Records:
· · · · ·
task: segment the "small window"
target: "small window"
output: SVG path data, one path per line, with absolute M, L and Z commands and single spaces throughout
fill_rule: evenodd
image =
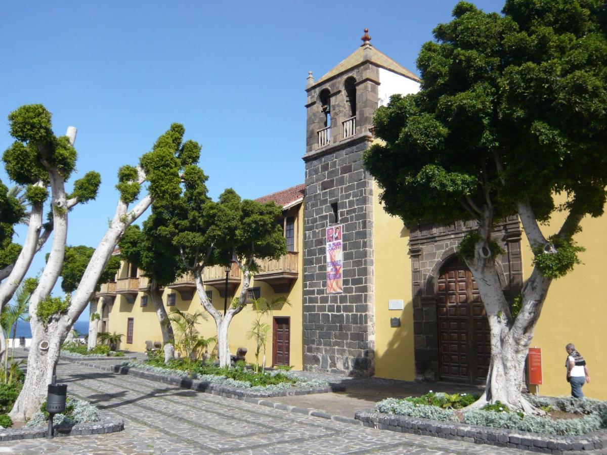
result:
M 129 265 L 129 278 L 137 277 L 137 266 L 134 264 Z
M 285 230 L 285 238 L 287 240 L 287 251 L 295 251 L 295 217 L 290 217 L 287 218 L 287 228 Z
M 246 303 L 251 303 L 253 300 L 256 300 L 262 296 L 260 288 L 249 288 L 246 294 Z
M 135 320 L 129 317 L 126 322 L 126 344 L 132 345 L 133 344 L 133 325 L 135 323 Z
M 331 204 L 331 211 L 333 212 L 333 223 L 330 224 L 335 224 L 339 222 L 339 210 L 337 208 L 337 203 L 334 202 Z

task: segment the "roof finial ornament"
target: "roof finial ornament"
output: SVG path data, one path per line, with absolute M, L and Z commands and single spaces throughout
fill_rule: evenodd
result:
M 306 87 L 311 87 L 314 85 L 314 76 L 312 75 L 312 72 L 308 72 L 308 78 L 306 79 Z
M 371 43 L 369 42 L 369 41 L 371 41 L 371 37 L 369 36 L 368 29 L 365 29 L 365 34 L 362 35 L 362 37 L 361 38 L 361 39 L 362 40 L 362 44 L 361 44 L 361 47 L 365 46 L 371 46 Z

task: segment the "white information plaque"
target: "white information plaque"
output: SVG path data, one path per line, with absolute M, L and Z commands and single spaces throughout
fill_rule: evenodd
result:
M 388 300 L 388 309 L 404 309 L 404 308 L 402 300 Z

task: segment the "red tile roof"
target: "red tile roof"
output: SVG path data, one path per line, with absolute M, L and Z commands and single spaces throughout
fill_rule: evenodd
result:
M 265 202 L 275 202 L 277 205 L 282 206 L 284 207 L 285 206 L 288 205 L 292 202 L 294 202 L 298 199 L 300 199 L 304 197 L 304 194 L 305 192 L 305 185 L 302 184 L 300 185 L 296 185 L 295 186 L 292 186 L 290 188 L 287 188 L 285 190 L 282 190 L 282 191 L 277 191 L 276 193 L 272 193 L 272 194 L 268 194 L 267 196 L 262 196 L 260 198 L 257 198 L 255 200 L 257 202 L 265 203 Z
· · · · ·
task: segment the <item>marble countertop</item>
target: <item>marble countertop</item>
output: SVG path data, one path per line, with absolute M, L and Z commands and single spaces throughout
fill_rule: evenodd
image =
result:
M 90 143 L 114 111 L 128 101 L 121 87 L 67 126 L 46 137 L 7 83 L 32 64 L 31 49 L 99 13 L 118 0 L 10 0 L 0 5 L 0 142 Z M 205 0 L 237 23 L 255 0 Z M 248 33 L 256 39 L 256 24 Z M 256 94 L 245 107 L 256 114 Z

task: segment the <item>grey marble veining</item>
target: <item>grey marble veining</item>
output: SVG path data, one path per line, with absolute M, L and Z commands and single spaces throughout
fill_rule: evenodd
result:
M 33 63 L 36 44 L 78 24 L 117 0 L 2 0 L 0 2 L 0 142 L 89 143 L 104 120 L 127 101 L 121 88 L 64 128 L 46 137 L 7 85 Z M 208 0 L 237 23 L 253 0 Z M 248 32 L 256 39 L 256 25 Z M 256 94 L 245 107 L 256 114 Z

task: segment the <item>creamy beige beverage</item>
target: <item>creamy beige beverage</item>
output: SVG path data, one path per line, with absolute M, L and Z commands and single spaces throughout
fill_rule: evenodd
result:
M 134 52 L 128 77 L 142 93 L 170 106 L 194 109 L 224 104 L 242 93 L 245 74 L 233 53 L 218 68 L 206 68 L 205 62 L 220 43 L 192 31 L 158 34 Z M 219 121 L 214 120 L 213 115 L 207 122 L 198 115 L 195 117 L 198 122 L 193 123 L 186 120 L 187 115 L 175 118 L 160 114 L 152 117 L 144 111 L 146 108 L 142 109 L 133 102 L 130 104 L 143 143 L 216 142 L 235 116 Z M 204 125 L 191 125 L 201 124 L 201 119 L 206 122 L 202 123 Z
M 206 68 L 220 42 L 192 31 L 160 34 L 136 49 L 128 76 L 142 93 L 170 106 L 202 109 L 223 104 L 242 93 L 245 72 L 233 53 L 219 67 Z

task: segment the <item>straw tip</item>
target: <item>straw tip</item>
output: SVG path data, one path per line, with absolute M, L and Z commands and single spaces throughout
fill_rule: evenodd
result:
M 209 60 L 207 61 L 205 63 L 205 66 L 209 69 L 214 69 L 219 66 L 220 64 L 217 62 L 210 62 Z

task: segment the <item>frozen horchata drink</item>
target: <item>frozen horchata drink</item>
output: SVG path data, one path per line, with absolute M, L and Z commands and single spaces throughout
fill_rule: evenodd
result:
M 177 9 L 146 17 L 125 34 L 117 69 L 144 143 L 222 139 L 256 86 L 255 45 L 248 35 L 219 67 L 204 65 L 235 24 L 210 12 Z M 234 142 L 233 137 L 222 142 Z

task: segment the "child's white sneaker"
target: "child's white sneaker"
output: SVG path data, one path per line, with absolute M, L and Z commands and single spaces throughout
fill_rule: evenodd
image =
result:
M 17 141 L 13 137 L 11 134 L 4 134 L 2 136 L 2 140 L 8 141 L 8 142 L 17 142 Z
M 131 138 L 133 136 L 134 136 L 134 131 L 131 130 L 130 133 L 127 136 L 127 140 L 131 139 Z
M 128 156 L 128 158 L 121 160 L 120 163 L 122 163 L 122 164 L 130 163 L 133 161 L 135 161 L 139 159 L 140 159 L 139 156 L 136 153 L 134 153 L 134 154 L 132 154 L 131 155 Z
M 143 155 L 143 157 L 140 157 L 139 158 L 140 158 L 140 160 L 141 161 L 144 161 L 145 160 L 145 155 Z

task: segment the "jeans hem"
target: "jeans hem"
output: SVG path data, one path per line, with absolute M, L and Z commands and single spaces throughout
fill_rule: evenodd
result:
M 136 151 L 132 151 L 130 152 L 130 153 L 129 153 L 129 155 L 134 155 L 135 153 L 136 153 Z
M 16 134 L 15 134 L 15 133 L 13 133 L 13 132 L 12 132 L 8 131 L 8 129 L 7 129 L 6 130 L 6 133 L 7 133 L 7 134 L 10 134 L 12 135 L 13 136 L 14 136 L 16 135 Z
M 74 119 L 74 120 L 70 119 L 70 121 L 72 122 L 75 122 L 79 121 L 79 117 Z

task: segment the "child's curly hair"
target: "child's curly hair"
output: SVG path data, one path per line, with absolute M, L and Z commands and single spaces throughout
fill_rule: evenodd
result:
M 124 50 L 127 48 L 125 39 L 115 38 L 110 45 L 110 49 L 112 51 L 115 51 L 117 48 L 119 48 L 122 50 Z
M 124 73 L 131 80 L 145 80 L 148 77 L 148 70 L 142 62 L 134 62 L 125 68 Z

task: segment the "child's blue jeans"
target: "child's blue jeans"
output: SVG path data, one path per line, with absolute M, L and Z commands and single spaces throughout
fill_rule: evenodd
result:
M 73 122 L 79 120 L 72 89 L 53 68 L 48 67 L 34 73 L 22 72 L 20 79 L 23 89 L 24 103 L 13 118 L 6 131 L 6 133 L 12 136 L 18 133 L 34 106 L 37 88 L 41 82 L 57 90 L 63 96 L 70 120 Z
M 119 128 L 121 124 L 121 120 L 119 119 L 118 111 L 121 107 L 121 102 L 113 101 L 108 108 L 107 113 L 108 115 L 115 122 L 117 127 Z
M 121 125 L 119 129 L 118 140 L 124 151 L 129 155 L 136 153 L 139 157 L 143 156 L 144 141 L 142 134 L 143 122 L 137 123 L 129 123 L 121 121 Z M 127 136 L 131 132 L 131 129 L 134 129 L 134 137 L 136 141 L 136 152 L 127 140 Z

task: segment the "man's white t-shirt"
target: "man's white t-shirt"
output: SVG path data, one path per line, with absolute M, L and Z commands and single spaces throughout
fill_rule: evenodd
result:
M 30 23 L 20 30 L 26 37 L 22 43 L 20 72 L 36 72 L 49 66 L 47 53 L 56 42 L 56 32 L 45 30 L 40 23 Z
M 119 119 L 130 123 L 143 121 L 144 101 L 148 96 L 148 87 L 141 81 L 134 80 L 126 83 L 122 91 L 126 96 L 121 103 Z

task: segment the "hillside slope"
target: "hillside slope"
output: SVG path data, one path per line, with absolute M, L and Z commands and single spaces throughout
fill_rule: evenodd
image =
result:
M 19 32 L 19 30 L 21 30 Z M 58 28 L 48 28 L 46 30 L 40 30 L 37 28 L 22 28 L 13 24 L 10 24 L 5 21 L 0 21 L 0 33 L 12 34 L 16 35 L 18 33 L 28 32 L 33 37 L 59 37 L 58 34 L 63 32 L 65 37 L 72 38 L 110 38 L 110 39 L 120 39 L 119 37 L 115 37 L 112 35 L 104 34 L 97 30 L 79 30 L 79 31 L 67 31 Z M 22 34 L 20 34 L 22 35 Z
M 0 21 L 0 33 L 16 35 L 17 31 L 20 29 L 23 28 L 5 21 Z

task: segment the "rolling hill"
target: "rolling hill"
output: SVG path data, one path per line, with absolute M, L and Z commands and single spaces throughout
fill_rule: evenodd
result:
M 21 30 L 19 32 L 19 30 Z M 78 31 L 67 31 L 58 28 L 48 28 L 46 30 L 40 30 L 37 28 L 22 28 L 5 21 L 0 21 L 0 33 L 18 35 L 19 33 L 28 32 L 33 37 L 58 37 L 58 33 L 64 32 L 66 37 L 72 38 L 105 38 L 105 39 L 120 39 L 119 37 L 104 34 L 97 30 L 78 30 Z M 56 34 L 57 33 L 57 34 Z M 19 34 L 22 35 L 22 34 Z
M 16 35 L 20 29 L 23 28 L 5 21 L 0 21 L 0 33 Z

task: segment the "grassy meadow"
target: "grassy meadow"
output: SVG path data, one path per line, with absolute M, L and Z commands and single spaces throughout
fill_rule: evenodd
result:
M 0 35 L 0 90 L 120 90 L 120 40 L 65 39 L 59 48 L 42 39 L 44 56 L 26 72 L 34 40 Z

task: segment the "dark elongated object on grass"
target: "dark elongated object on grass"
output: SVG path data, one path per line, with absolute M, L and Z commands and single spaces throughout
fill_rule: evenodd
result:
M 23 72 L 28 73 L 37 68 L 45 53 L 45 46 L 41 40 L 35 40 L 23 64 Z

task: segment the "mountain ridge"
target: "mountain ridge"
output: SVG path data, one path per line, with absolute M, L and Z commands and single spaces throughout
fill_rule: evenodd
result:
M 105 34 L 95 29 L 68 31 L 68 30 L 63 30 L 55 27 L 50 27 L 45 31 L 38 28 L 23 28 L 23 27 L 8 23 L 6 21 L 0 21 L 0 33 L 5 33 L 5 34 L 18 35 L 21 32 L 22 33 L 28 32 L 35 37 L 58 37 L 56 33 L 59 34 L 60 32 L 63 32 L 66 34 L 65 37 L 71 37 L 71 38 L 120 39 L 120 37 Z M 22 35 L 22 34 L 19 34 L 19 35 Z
· · · · ·
Work to be completed: Reproduce these lines verbatim, beginning at the line that contains "task: segment the <item>straw tip</item>" and stopping after the line that contains "M 143 155 L".

Task output:
task: segment the <item>straw tip</item>
target: <item>straw tip</item>
output: SVG path data, one path per line, with absolute M, L and Z commands and single spaces throughout
fill_rule: evenodd
result:
M 209 60 L 207 61 L 205 63 L 205 66 L 209 69 L 214 69 L 219 66 L 220 64 L 217 62 L 210 62 Z

task: segment the <item>frozen horchata drink</item>
target: <item>frozen horchata drink</item>
output: SVG path data, one path per line, with absolute M, L and Z commands and single spaces throughout
fill_rule: evenodd
result:
M 177 9 L 146 17 L 125 34 L 117 69 L 144 143 L 222 139 L 256 86 L 255 45 L 248 35 L 219 67 L 204 65 L 235 24 L 210 12 Z M 234 142 L 233 137 L 222 142 Z

task: segment the "child's white sneaker"
target: "child's white sneaker"
output: SVG path data, one path per line, with absolute M, L and Z commands and single spaces throughout
fill_rule: evenodd
image =
result:
M 17 141 L 13 137 L 11 134 L 4 134 L 2 136 L 2 140 L 8 141 L 8 142 L 17 142 Z
M 131 138 L 133 136 L 134 136 L 134 131 L 131 130 L 130 133 L 127 136 L 127 140 L 131 139 Z
M 128 156 L 128 158 L 121 160 L 120 163 L 122 163 L 122 164 L 130 163 L 133 161 L 135 161 L 139 159 L 140 159 L 139 156 L 136 153 L 134 153 L 134 154 L 132 154 L 131 155 Z
M 143 155 L 143 157 L 140 157 L 139 158 L 140 158 L 140 160 L 141 161 L 144 161 L 145 160 L 145 155 Z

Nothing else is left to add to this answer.